───── EXCERPT TO READ
With every subsequent drive of the 7 Series the steering seemed a little more "un-BMW-like" than my previous trip. The last time I drove it there was an undeniable wobble in the wheel at high speed. This was between flat tire incidents, but it still felt like a wheel imbalance or tire bubble so I had Stokes do their best to fix it (which didn't fully eliminate the issue).
Then, when I was driving it in today, I felt an undeniable resistance just off-center as I made a right turn. At first I thought the variable steering had sent me into the curb and smashed the wheel/tire (even though I had plenty of room between the wheel and curb). But when I got out and inspected it everything looked fine. That means the resistance came from the car's steering system itself, not an outside impediment.
After some reflection it occurred to me the car might simply be low on power-steering fluid, though no warning lights have indicated such. Or maybe it's this rash of flat tires that have taken a toll on the alignment settings. That would explain the reduced feel and confidence, but not the weird resistance I felt this morning.
Regardless, if I'm looking for BMW steering feel I now grab the M3's keys.
──────────
───── ENTRIES PROVIDED
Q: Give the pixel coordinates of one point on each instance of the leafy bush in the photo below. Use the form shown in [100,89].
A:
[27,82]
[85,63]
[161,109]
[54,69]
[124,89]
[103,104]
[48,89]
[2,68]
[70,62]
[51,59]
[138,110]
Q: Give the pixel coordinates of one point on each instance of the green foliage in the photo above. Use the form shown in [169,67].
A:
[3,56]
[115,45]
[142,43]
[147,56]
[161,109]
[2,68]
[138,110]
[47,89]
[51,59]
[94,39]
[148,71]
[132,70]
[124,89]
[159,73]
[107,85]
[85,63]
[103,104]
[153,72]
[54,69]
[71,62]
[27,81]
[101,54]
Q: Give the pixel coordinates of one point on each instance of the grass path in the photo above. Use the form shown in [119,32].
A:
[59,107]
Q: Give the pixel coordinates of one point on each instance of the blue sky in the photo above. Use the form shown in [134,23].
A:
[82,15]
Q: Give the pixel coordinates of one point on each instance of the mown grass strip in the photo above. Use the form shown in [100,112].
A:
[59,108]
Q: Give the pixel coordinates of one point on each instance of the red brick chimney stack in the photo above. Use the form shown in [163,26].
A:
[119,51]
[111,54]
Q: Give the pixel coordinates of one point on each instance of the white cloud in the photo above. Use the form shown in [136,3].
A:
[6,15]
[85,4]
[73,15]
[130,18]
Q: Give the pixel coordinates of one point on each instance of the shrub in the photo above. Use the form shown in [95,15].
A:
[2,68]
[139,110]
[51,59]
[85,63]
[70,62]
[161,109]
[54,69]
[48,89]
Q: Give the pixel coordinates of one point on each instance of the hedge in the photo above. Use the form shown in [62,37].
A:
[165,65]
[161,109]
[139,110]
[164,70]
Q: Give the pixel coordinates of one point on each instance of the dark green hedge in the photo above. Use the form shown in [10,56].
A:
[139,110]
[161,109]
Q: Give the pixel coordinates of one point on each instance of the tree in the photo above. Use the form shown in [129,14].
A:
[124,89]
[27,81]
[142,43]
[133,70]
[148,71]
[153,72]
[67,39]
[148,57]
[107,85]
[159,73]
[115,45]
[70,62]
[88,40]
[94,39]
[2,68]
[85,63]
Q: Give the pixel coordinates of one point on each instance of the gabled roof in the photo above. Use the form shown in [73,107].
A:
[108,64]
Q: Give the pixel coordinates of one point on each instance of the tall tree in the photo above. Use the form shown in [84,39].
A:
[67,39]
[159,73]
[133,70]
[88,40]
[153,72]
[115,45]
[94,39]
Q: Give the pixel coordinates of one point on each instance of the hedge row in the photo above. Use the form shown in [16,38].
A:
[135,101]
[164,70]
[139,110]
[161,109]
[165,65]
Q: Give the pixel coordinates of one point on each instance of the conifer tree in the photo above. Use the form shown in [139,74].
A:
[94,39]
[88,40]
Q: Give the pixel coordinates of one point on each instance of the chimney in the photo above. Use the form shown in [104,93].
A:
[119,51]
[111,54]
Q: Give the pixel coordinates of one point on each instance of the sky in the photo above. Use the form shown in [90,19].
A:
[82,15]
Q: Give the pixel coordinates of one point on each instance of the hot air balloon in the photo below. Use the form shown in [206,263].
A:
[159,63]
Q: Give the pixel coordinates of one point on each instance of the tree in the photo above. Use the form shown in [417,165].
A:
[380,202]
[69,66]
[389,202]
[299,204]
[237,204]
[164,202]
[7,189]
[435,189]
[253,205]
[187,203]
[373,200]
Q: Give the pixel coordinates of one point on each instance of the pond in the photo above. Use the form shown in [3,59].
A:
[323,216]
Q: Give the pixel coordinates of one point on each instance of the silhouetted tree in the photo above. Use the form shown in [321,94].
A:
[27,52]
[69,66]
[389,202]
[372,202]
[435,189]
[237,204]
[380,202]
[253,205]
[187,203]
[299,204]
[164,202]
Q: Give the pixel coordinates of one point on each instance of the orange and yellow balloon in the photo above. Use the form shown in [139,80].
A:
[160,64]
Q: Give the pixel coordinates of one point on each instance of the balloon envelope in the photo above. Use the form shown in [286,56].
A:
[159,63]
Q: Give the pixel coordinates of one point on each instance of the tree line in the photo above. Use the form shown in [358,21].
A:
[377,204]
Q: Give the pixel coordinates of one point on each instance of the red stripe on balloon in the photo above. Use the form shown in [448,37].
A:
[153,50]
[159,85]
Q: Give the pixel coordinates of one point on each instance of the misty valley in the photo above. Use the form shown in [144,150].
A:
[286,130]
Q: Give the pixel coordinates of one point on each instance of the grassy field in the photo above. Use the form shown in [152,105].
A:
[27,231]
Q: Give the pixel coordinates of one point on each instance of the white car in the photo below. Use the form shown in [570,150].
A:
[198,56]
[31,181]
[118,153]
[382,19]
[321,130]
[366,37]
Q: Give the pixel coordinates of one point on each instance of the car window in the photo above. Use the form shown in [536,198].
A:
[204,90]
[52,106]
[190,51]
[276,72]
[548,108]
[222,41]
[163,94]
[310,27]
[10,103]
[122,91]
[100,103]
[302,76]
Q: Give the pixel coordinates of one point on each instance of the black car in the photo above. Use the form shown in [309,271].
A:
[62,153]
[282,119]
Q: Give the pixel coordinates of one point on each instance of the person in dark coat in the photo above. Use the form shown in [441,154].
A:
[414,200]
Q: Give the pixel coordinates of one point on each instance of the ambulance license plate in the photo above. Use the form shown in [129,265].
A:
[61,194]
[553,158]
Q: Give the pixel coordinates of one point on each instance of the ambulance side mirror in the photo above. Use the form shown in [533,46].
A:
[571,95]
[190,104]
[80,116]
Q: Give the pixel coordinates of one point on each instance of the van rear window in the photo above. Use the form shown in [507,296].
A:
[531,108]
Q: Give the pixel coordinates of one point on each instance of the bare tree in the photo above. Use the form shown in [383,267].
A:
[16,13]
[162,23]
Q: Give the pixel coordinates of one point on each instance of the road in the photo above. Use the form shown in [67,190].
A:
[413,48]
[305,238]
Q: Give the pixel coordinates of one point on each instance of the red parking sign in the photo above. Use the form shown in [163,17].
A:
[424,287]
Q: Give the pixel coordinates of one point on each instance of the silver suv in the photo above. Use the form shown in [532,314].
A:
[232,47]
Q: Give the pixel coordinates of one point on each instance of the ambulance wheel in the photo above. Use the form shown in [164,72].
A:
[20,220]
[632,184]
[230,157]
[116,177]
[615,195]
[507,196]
──────────
> **TASK SET**
a) From the BMW 7 Series steering excerpt above, return the stretch from "Then, when I" through "the M3's keys." word for word.
b) List every possible cause that the BMW 7 Series steering excerpt above names for the car's steering trouble.

> **ANSWERS FOR THE TASKS**
a)
Then, when I was driving it in today, I felt an undeniable resistance just off-center as I made a right turn. At first I thought the variable steering had sent me into the curb and smashed the wheel/tire (even though I had plenty of room between the wheel and curb). But when I got out and inspected it everything looked fine. That means the resistance came from the car's steering system itself, not an outside impediment.
After some reflection it occurred to me the car might simply be low on power-steering fluid, though no warning lights have indicated such. Or maybe it's this rash of flat tires that have taken a toll on the alignment settings. That would explain the reduced feel and confidence, but not the weird resistance I felt this morning.
Regardless, if I'm looking for BMW steering feel I now grab the M3's keys.

b)
- A wheel imbalance
- A tire bubble
- The variable steering sending the car into the curb and smashing the wheel/tire
- Low power-steering fluid
- The rash of flat tires taking a toll on the alignment settings